Box-labeled dataset extracts:
· · · ·

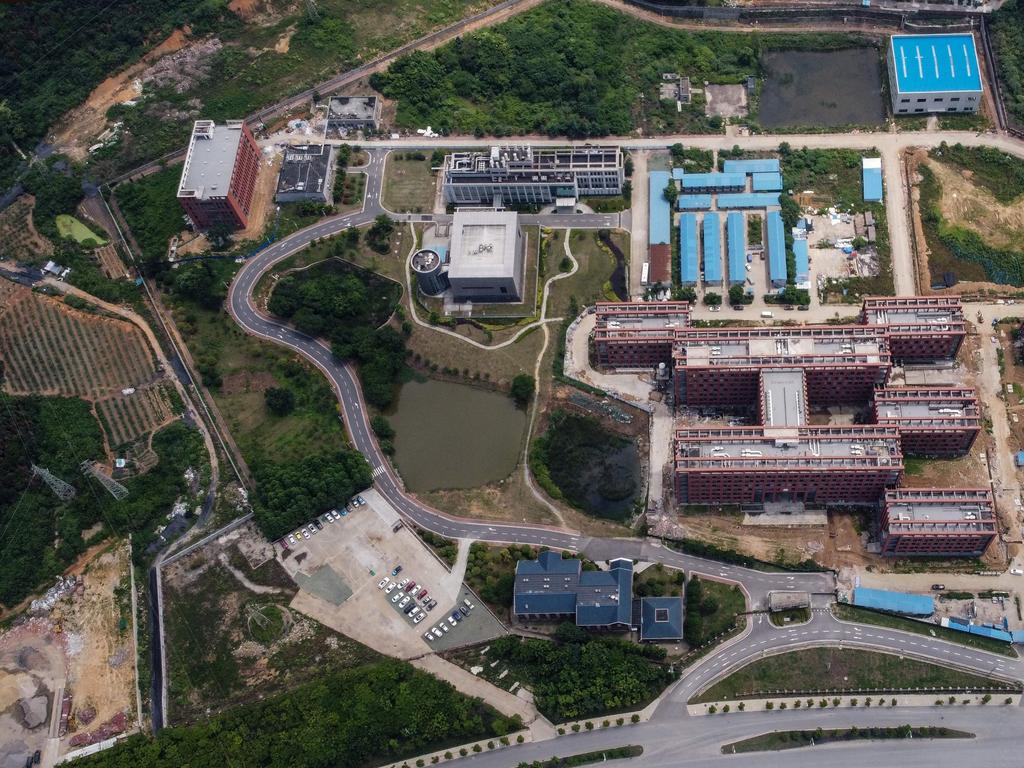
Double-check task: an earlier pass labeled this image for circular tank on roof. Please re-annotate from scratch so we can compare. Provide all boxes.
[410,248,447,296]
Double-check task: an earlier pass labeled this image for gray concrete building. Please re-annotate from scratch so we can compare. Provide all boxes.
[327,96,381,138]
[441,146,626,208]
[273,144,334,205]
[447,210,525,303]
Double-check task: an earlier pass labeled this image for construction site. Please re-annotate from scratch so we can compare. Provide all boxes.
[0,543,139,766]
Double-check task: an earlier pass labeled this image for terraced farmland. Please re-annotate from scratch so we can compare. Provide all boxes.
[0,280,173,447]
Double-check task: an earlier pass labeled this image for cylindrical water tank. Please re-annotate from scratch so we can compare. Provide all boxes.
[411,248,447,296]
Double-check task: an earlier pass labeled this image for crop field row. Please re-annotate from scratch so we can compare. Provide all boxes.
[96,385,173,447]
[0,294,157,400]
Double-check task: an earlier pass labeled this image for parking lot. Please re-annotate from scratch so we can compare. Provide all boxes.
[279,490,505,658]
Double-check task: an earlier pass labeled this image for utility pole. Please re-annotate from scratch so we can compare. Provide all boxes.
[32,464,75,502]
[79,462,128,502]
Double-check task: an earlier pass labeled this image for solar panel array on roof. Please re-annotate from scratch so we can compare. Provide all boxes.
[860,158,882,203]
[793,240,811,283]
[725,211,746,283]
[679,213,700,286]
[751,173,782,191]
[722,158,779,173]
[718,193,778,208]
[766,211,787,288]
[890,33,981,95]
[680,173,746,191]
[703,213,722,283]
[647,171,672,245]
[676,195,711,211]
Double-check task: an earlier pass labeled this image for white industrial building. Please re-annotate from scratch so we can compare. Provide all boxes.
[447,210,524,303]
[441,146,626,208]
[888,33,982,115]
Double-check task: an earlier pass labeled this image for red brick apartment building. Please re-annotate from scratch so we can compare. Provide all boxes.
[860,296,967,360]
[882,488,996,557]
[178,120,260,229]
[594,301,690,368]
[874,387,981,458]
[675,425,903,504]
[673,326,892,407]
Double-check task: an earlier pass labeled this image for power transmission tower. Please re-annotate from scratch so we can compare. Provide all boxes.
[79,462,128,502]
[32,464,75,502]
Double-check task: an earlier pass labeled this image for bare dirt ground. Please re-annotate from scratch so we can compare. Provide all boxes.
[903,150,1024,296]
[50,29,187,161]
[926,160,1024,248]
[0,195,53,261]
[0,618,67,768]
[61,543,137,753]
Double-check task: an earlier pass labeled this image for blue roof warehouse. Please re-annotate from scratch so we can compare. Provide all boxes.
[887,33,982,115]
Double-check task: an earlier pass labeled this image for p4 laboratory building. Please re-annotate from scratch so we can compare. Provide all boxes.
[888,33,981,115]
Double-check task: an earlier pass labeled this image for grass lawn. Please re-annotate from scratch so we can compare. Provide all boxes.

· · · ·

SET PROBLEM: Put the lines of the entries above into a numbered list, leaving out blank lines and the pictures.

EXERCISE ANSWER:
1. Double-check task: an earlier pass labeled this image for circular tank on roof. Please re-annotate from scratch so we can compare. Provide all boxes.
2. [410,248,447,296]
3. Double-check task: an earlier pass labeled this image for gray concrete building. Please re-annotate from scratch so we can compare. Provide all boxes.
4. [327,96,381,138]
5. [441,146,626,208]
6. [273,144,334,205]
7. [447,210,525,303]
8. Double-check task: an earlier pass labeled this image for construction site. Please re-annotate from scratch so we can compare. Provide all boxes.
9. [0,543,139,766]
10. Double-check task: an earlier pass labeled this image for terraced farmland. Please re-annotate from scratch so we can compare. Provide all boxes.
11. [0,280,173,447]
12. Double-check task: an earlier pass labeled this image for cylindrical water tank. Please re-annotate from scratch so we can compare. Provide all boxes.
13. [411,248,447,296]
14. Double-check task: an earlier pass labeled this image for crop field row. Please re-annotate from scratch so we can compare. Provide all boxes.
15. [96,385,173,447]
16. [0,294,157,400]
17. Double-check task: an earlier pass labeled this image for parking lot. Please re-annotate from scratch so we can compare. Provide all boxes.
18. [279,490,505,658]
19. Double-check task: an earlier pass labeled this image for utility pole. Please re-annotate from scratch so we can compare. Provide all boxes.
20. [32,464,75,502]
21. [79,462,128,502]
22. Double-check task: an earlier pass labeled this image for solar panel array on roof. Please re-annotate from scratch so we can compare. Provide all boxes.
23. [860,158,882,203]
24. [793,240,811,283]
25. [725,211,746,283]
26. [679,213,700,286]
27. [751,173,782,191]
28. [722,158,779,173]
29. [718,193,778,208]
30. [766,211,787,288]
31. [890,33,981,95]
32. [680,173,746,191]
33. [703,213,722,283]
34. [647,171,672,245]
35. [676,195,711,211]
36. Double-check task: an earlier pass labeled this image for white industrial building. Please re-annotate from scratch so we can compare. Provide all boxes.
37. [447,210,524,303]
38. [441,146,626,208]
39. [888,33,982,115]
40. Double-check task: an earlier pass labeled this image for red brick apartment building. Please re-annotate from scratch so we can compare. Provide all boxes.
41. [860,296,967,360]
42. [882,488,996,557]
43. [178,120,260,229]
44. [594,301,690,368]
45. [874,387,981,458]
46. [675,425,903,504]
47. [673,326,892,407]
48. Double-check task: an earlier pass labeled this image for power transmission tower. Please re-annotate from scratch so we can compare. Provide all boxes.
49. [79,462,128,502]
50. [32,464,75,502]
51. Double-check task: an earlier pass labeled this image for bare dirt ground. Please re-annotate from scratch so we can compare. Provide all boxes.
52. [903,150,1024,296]
53. [50,29,187,161]
54. [926,160,1024,248]
55. [0,195,53,261]
56. [0,618,67,768]
57. [61,543,137,753]
58. Double-check task: an earlier pass labeled this image for blue roof warehouse. Please re-annotate from scratch so we can compare. Provide all boxes.
59. [887,33,982,115]
60. Double-check task: an earlier pass labeled this image for p4 laboratory building. Please re-annotate from scratch so we can compare. Provide all boxes.
61. [888,33,981,115]
62. Double-check task: an earlier pass labeled this image for grass lawn. Please re-annotate from scratch so we can compare. Provide all boxes.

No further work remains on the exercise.